ASSIGNED TASK →
The lines from the start of the records through the one containing "phrase -- bush" are to be transcribed exactly, and nothing else.

RECORDS →
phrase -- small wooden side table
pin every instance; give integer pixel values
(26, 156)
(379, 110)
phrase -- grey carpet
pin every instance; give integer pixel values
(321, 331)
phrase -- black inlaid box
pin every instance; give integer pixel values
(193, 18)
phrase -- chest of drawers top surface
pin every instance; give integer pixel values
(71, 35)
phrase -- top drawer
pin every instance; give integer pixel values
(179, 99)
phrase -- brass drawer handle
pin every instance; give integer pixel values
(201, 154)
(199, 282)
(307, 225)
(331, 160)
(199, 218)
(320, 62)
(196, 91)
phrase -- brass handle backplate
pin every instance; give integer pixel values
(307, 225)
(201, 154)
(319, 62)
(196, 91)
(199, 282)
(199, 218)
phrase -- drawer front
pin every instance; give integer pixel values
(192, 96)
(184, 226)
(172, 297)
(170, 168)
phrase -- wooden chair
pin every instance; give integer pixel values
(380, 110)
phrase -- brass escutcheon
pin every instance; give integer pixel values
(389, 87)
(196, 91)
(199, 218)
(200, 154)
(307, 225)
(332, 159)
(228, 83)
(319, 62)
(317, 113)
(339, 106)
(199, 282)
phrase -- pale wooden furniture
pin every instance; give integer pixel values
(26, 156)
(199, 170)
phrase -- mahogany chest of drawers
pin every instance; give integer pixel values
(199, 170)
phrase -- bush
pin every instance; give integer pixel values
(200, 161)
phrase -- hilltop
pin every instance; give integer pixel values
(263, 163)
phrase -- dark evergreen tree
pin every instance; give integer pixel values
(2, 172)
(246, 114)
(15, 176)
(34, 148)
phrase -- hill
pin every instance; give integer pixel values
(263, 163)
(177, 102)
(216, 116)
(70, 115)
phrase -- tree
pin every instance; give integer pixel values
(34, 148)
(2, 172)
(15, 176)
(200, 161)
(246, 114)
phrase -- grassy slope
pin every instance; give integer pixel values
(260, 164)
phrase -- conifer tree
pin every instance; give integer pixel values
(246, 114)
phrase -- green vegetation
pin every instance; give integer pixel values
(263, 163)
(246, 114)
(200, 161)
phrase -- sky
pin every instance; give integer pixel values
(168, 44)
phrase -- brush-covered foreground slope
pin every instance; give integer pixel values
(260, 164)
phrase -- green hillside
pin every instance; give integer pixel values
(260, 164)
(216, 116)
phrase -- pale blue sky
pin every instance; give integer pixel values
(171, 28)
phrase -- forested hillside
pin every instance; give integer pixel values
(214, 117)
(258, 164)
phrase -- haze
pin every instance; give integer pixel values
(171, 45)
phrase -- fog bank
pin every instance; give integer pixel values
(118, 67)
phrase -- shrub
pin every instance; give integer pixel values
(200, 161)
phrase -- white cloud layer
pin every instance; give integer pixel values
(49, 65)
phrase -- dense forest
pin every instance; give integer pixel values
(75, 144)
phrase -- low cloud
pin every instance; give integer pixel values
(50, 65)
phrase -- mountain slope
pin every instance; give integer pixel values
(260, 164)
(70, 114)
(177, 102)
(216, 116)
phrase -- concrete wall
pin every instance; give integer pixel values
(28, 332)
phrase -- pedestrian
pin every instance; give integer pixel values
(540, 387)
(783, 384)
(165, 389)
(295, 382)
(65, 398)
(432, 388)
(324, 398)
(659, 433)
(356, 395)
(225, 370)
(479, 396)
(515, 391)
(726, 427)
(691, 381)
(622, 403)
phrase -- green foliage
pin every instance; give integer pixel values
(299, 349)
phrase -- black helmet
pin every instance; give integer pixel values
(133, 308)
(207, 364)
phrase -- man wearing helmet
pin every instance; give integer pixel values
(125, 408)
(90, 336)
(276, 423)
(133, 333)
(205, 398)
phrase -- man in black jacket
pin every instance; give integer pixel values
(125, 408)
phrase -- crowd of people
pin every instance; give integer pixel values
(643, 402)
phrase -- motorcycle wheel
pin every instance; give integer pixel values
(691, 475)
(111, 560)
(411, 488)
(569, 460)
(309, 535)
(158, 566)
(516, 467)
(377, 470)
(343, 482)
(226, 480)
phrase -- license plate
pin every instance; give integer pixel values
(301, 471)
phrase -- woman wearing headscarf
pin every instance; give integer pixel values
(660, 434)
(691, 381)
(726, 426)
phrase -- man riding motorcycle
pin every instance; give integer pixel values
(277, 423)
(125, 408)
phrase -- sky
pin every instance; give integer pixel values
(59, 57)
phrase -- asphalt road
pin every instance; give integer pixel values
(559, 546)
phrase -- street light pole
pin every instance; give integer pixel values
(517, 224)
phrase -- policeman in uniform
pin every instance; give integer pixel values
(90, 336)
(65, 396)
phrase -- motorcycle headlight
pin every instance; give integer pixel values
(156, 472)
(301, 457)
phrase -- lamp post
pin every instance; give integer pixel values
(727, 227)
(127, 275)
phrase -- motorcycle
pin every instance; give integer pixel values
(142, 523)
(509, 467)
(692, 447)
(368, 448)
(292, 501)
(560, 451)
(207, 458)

REPLY →
phrase -- small wooden side table
pin every instance; give integer pixel values
(26, 156)
(379, 110)
phrase -- grey carpet
pin every instance; give integer pixel values
(321, 331)
phrase -- black inlaid box
pin every instance; give integer pixel values
(193, 18)
phrase -- chest of drawers top surface
pin every instance; give integer pixel values
(71, 35)
phrase -- top drawer
pin every instance; give integer pixel values
(179, 99)
phrase -- brass drawer handle
pin every instance; give integer pixel values
(201, 154)
(199, 282)
(307, 225)
(331, 160)
(199, 218)
(320, 62)
(196, 91)
phrase -- brass handle backplate
pin every instance; give integer pixel values
(307, 225)
(201, 154)
(319, 62)
(196, 91)
(199, 282)
(199, 218)
phrase -- drawer front
pin every instance; give integer pixel values
(192, 96)
(184, 226)
(172, 297)
(170, 168)
phrase -- wooden chair
pin every instance; give integer pixel values
(380, 110)
phrase -- brass escutcheon
pin every instance; give integer pixel values
(389, 87)
(196, 91)
(199, 218)
(200, 154)
(307, 225)
(332, 159)
(228, 83)
(319, 62)
(317, 113)
(339, 106)
(199, 282)
phrase -- pale wooden furniture
pin every instance; give integer pixel values
(26, 156)
(199, 170)
phrase -- mahogany chest of drawers
pin every instance; give integer pixel values
(199, 170)
phrase -- bush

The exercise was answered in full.